■ **Instructions to follow**: Rewrite the stretch of the Sessions Q&A report from "Bayer then asked Sessions" through "drug in January.", swapping every "Bayer" for "Dominic Bayer".

■ **Text section**:
^^^^^^^^
Sessions also warned against listening to the “anti-police left,” claiming the end of “stop and frisk” policies — a practice that studies show disproportionately targets black pedestrians — amongst the Chicago Police Department led to a spike in homicides.

Attendees were able to submit questions via notecard for the Q&A after Sessions’ speech, which was moderated by NUCR vice president and former Daily columnist Dominic Bayer. The first question related to the current impeachment inquiry into Trump, asking if the former lawyer believed whistleblowers should be open to cross-examination.

“Whistleblowers have certain protections, no doubt about it,” Sessions said. “But if they have a right to testify and don’t testify, the impact of their charges and complaints is greatly diminished.”

Bayer then asked Sessions for his opinion on Trump’s withdrawal of troops from Syria and whether it posed a threat to foreign or national security.

Sessions said it’s possible there was no way to justify the U.S.’s military presence in Syria any longer, especially when opposed by “hard-headed” and “aggressive” Turkish forces that were “excessively paranoid” of Kurdish troops.

“What would you do?” Sessions said. “You going to drop bombs on Turkey? Turkey didn’t want to be stopped.”

Sessions’ answers were interrupted by numerous rebuttals from crowd members, including requests that Bayer “stop censoring the questions” and that the former U.S. attorney general address the legalization of marijuana. Bayer then asked about Sessions’ opinion on Illinois legalizing recreational use of the drug in January.

“I don’t think the country’s better off with more people using pot,” Sessions responded. “‘Big Marijuana’ is a lying bunch of skunks… This is not medicine.”

SESP freshman Joshua Bloom was one of the people in the crowd who interjected, shouting “false” to Session’s assertion that the Trump administration had not rolled back protections for LGBTQ Americans and that Trump had not committed an impeachable offense by asking foreign countries to investigate his political rivals.

Bloom said he interjected because he felt the questions were not addressing the concerns of the Northwestern student body.

“The questions were like slam dunks for him… they were just trying to make Jeff Sessions look good,” Bloom said. “Also, his rhetoric I found very disturbing as an American citizen. It didn’t represent my values, and it didn’t represent America’s values. He talked about immigrants being harmful and detrimental to our society, when in reality they built this nation.”

Some of Sessions’ remarks received strong applause from the audience throughout his talk, including his recognition of a police officer for serving in Afghanistan and Iraq.

Members of a support group from Northwestern’s Division of Student Affairs were present in anticipation of tensions surrounding the event — an official “Night of Action” was planned to occur at the same time.

Julie Payne-Kirchmeier, interim vice president of student affairs, said the group worked with organizers from NUCR and the “Night of Action” to ensure student safety and coordinate security.

“For me, this is a University, and we value academic freedom, and we value creating an environment where we are listening and engaging and understanding different points of view,” Payne-Kirchmeier said.
^^^^^^^^
■ **Dataset items**:
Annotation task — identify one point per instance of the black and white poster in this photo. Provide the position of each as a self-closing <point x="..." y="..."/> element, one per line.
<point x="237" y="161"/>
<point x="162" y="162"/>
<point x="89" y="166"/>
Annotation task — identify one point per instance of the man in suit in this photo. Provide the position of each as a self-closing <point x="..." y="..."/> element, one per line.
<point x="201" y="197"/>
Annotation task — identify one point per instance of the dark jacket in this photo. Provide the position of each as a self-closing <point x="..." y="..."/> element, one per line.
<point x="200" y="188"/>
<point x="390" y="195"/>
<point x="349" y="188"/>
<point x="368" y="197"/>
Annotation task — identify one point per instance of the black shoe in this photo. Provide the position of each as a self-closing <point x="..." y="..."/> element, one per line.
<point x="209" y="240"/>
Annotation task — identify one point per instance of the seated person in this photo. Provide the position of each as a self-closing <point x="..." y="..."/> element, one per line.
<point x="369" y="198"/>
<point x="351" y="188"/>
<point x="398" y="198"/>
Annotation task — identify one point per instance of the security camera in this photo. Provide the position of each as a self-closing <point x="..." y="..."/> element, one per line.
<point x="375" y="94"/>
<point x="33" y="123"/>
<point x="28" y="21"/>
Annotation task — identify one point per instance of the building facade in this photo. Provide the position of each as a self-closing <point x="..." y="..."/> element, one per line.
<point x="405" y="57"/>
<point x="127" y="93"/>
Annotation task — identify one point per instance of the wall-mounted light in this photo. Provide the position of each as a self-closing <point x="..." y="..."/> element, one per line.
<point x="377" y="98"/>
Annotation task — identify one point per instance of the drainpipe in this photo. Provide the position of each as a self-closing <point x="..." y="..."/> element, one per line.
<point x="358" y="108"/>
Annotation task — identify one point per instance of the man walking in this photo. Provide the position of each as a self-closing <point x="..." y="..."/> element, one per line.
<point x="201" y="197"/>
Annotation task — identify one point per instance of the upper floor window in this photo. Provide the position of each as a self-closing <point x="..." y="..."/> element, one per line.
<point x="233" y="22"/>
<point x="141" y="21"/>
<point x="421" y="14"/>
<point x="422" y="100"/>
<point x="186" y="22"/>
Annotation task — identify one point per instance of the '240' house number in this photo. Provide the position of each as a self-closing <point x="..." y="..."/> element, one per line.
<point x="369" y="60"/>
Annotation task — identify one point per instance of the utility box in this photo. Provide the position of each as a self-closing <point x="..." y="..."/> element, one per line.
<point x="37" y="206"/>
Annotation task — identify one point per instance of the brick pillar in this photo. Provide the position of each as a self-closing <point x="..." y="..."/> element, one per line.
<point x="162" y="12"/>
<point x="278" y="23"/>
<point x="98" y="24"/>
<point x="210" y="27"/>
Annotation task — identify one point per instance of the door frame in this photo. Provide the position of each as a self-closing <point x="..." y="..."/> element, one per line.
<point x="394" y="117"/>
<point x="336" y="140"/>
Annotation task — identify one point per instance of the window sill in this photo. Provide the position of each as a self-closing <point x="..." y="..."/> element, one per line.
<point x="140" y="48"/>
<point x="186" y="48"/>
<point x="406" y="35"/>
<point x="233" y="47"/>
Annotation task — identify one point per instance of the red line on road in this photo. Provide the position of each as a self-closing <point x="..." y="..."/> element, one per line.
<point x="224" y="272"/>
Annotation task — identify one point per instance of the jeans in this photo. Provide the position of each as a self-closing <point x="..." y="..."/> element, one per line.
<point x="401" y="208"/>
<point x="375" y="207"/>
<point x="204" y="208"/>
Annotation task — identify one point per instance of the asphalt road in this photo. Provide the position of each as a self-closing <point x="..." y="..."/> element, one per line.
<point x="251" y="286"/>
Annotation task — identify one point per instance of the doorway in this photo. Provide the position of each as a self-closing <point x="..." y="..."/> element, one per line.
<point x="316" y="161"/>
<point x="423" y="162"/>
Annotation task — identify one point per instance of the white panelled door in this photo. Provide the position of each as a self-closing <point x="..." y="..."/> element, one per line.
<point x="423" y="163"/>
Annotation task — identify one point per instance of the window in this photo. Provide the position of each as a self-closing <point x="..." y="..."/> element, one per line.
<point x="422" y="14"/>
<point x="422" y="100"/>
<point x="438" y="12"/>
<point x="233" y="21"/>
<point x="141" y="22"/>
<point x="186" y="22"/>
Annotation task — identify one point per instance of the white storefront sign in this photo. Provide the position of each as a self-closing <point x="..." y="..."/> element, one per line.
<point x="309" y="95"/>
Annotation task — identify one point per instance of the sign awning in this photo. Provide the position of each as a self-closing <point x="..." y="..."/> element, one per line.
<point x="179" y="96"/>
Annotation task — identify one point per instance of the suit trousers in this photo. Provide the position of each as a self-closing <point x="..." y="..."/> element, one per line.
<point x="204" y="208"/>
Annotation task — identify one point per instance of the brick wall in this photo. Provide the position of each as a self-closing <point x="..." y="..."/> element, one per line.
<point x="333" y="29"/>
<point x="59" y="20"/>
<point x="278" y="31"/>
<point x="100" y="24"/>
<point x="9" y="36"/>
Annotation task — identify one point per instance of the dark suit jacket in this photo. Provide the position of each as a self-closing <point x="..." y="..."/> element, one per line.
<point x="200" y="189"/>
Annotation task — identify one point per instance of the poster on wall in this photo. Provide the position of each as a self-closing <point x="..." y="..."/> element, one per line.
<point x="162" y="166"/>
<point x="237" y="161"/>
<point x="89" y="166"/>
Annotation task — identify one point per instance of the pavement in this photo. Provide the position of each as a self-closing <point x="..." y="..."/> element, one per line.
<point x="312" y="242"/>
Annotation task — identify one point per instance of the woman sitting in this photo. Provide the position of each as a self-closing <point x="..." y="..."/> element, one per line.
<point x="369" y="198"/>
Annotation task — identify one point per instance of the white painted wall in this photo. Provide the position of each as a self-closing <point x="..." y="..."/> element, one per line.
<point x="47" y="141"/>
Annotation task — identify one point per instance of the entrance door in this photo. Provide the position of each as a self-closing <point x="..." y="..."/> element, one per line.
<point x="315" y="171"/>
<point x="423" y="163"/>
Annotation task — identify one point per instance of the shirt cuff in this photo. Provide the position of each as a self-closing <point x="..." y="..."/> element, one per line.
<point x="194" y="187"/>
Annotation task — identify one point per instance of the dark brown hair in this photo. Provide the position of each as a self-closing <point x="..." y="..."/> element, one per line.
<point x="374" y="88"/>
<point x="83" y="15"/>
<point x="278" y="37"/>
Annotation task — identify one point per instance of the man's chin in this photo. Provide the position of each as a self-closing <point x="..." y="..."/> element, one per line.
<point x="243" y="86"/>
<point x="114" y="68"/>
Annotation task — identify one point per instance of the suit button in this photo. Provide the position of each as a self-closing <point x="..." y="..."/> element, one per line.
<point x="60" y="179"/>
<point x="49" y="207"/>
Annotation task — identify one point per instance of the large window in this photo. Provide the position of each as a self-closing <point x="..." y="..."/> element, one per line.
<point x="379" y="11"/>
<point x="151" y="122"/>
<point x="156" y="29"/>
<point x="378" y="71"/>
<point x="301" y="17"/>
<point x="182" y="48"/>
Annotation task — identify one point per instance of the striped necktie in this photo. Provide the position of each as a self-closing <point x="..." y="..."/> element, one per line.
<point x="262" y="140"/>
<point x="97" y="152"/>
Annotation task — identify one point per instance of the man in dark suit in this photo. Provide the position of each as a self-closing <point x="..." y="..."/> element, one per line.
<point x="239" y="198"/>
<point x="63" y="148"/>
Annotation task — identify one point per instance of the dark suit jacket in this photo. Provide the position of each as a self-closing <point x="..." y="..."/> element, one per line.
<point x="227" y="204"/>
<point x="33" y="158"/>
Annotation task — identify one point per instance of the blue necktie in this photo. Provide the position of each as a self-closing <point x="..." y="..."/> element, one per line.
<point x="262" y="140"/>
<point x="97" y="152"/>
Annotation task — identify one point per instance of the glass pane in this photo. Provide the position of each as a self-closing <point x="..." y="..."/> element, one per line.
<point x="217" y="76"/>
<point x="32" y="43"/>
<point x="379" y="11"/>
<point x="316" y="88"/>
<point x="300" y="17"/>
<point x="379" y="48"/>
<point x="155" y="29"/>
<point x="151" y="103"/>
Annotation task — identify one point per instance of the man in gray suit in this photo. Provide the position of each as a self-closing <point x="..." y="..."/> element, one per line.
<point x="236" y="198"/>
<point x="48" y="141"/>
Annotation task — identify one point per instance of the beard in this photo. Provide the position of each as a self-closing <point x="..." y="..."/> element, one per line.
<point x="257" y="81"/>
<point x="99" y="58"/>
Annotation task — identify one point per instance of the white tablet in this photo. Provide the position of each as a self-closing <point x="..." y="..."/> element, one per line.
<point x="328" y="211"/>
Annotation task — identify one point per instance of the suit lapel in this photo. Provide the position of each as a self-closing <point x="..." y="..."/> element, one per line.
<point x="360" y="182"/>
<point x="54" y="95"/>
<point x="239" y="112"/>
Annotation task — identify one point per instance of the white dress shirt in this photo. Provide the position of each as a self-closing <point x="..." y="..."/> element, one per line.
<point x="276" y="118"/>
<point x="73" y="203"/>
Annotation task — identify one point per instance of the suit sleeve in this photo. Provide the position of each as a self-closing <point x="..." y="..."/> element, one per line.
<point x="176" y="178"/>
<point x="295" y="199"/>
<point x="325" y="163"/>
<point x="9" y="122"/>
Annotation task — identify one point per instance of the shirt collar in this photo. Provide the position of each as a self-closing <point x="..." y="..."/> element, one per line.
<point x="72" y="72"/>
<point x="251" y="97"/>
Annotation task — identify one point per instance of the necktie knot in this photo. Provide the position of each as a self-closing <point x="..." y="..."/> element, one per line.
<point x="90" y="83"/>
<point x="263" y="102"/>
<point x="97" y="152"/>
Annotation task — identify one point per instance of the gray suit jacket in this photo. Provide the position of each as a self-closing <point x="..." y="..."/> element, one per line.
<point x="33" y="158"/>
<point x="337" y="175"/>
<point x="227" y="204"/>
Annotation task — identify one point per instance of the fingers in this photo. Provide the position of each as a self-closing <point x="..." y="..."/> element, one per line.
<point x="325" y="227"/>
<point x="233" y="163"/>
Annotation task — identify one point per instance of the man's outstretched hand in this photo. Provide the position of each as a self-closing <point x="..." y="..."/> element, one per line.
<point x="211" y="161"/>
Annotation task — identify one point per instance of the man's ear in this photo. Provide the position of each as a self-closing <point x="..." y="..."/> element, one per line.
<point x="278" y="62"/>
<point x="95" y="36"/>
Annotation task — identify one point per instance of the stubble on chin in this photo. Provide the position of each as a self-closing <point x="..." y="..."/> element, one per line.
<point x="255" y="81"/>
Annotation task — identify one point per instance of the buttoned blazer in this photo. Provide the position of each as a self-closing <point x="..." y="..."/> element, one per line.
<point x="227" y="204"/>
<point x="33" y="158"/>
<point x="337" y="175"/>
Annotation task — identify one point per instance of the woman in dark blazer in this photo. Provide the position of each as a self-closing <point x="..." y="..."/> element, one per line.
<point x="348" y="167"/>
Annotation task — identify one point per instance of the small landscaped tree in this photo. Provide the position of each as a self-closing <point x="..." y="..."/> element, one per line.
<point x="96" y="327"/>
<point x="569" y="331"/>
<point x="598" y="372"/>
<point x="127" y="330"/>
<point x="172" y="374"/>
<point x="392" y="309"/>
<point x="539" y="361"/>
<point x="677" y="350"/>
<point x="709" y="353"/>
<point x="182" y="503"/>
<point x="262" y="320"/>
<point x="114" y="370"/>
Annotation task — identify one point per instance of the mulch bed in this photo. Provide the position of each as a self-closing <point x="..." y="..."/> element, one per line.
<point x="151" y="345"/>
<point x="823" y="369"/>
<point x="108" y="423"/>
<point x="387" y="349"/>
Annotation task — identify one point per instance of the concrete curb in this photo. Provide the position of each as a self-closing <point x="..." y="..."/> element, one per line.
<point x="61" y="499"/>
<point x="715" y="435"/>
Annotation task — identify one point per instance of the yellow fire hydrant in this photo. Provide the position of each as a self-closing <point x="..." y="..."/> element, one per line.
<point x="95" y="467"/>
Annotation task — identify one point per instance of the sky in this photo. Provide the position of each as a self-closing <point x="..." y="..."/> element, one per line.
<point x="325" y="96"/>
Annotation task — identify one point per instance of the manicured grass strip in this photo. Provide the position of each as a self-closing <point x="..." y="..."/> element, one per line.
^^^^^^^^
■ **Answer space**:
Dominic Bayer then asked Sessions for his opinion on Trump’s withdrawal of troops from Syria and whether it posed a threat to foreign or national security.

Sessions said it’s possible there was no way to justify the U.S.’s military presence in Syria any longer, especially when opposed by “hard-headed” and “aggressive” Turkish forces that were “excessively paranoid” of Kurdish troops.

“What would you do?” Sessions said. “You going to drop bombs on Turkey? Turkey didn’t want to be stopped.”

Sessions’ answers were interrupted by numerous rebuttals from crowd members, including requests that Dominic Bayer “stop censoring the questions” and that the former U.S. attorney general address the legalization of marijuana. Dominic Bayer then asked about Sessions’ opinion on Illinois legalizing recreational use of the drug in January.